------ Texte choisi ------

Man without a star c'est l'histoire classique des gros éleveurs qui veulent faire paître leurs troupeaux librement en « open range » contre les petits éleveurs qui cherchent à se protéger et à clôturer les pâturages avec du fil barbelé. C'est une histoire de vaches, donc un vrai western. Si on a l'esprit mal tourné, on peut en faire une lecture marxiste, gros capitalistes venus de l'est contre petits éleveurs familiaux. C'est surtout l'histoire d'un homme pris au milieu de tout cela, un homme qui voit revenir un passé douloureux et devra l'affronter.
De Vidor, le film a l'élégance des mouvements de caméra, le langage expressif du muet comme dans la scène décrite en introduction, le sens de l'épopée et de l'épique. La poursuite finale a cet aspect légèrement accéléré qui rappelle les grandes chevauchées de Walsh et Ford. Il y a aussi la dimension tragique, plus grande que nature des personnages, hommes et femmes aux caractères entiers, aux ambitions démesurées, aux passions sans limites, à la force morale inébranlable, bien dans la lignée des grands personnages de Vidor comme l'architecte demi-dieu de The Fountainhead (Le rebelle – 1949) joué par Gary Cooper. Vidor est sans doute aussi à créditer des deux beaux personnages féminins forts, relativement rares dans le genre. Il y a donc Idonee, jouée par Claire Trevor toute en finesse pour une figure classique, la prostituée qui a réussi et a su devenir une femme respectée. Comme la Vienna de Johnny Guitar, elle est surtout émouvante par sa beauté de femme qui a vécu et la force des sentiments que l'on devine encore envers un homme épris d'action et de liberté. Plus originale, Jeanne Crain joue Reed Bowman, l'impitoyable patronne du grand ranch, venue de l'est avec sa salle de bain, grand élément de comédie dans le film. Reed mène les hommes à la baguette, engage des tueurs et utilise ses charmes comme instrument de management. Elle est l'incarnation de la civilisation en marche. On sait que dans l'univers du western, la femme est redoutable et redoutée parce qu'elle siffle la fin de la récréation.

------ Données fournies ------

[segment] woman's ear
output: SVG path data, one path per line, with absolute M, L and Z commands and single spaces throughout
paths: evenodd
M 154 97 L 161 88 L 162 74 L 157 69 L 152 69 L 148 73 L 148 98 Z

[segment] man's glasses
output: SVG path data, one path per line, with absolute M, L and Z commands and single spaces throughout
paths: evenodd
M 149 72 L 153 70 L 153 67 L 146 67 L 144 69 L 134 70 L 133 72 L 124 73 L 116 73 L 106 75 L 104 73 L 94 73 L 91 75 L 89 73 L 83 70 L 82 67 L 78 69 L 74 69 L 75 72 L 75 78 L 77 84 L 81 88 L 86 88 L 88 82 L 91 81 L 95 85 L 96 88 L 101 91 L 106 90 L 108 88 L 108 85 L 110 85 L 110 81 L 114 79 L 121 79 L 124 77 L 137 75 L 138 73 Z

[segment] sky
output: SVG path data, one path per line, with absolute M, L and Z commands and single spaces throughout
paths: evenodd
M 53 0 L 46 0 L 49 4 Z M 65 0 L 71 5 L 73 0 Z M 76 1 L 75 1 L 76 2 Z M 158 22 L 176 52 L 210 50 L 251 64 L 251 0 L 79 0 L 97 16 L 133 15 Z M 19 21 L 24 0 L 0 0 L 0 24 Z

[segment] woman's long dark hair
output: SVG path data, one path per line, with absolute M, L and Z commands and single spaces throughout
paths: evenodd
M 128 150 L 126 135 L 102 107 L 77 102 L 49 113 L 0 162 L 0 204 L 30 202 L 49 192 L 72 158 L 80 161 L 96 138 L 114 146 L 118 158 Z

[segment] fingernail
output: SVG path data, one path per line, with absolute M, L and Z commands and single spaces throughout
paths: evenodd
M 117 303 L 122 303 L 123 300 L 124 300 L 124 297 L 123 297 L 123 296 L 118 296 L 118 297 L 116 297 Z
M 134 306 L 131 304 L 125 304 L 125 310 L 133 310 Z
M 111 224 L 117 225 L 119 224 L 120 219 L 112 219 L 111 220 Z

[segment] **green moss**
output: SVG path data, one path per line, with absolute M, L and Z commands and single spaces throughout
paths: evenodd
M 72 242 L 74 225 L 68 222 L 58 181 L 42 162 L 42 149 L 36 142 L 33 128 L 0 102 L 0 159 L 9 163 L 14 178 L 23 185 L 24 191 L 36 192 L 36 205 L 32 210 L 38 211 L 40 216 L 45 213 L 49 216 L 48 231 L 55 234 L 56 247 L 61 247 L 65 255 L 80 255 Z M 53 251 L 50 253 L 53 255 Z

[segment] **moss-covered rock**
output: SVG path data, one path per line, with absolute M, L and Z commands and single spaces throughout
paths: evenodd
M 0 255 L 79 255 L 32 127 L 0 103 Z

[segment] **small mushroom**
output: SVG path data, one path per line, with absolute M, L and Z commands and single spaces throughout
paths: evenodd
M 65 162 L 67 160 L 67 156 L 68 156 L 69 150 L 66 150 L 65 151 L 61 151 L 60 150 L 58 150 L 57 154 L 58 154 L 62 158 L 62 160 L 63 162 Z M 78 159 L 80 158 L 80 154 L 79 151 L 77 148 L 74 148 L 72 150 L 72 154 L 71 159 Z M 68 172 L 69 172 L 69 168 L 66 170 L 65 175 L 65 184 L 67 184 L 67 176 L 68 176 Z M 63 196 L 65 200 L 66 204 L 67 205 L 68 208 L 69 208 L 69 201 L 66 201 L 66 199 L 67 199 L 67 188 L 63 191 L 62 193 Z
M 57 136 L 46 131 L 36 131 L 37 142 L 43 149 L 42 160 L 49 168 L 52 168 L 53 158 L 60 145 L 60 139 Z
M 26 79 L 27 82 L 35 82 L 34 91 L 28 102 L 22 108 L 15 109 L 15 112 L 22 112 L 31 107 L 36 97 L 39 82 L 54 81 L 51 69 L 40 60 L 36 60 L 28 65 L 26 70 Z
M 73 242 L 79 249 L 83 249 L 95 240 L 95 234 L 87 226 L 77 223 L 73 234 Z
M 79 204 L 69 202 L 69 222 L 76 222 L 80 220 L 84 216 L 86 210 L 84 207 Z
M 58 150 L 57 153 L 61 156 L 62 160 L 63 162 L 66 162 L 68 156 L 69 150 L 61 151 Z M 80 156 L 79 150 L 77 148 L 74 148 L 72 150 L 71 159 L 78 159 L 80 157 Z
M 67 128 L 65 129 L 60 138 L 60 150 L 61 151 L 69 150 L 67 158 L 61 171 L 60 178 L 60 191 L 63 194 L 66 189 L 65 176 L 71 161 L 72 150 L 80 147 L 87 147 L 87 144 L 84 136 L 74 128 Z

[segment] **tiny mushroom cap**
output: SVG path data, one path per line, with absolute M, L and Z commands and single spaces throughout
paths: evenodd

------

▸ Consigne 1
D'après le texte sur le western Man without a star, quelle actrice joue Reed Bowman, la patronne du grand ranch ?
▸ Consigne 2
Poursuivez le texte sur le western Man without a star à partir de sa dernière phrase.

▸ Résultat final 1
Jeanne Crain.

▸ Résultat final 2
De Douglas, le film reçoit l'énergie et l'humour déjà utilisés par Hawks dans The big sky (La captive aux yeux clairs – 1952). Sa composition de Dempsey Rae, le cow-boy rebelle, insolent, charmeur et chanteur qui déteste les barbelés, est toujours à la limite de l'explosion. Explosion physique littérale lorsqu'il arrache sa chemise pour révéler ses cicatrices. Explosions régulières de sa violence qu'il tente de maîtriser. Explosion morale d'un homme qui est en fuite de lui-même, qui tente de se perdre dans l'abjection mais qui va trouver la rédemption au service des autres. Une thématique classique du western américain exemplairement illustrée ici. Douglas impose sa forte présence physique, sa nervosité, son visage tendu de carnassier, son regard brûlant de vie. Il joue en contrepoint de sa décontraction quand il se vautre dans le salon de sa patronne, de son humour quand il chante en s'accompagnant au banjo comme dans 200 000 lieues sous les mers ou The big sky. Il sait aussi donner de l'espace au jeune William Campbell qui joue Texas, le jeune homme qu'il prend sous son aile (le film est aussi une histoire d'initiation). Avec sa façon d'être, Douglas impose au film son rythme (le film fait 86 minutes chrono).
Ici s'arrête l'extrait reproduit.